* START *

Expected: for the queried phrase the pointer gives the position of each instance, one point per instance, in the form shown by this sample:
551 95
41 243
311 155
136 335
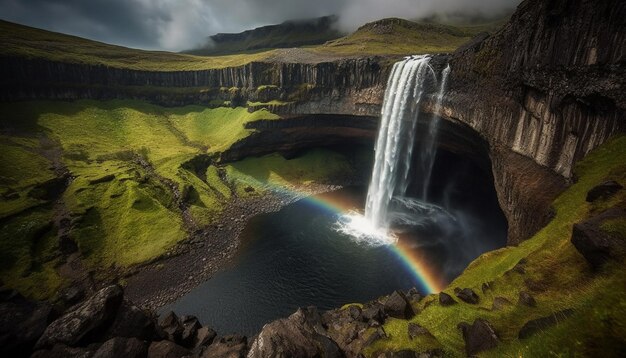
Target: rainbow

* END *

▸ **GOAL**: Render each line of the items above as a Markdown table with the columns Row and Text, numbering the lines and skipping blank ones. Omit the pictures.

▸ **COMPLETE RESPONSE**:
| Row | Text |
|---|---|
| 1 | Expected: for the queried phrase the pointer gives the position of each instance, one point per instance, in the form shown by this sample: |
| 2 | 551 95 |
| 3 | 41 243 |
| 4 | 311 155 |
| 5 | 136 335 |
| 6 | Target: rainbow |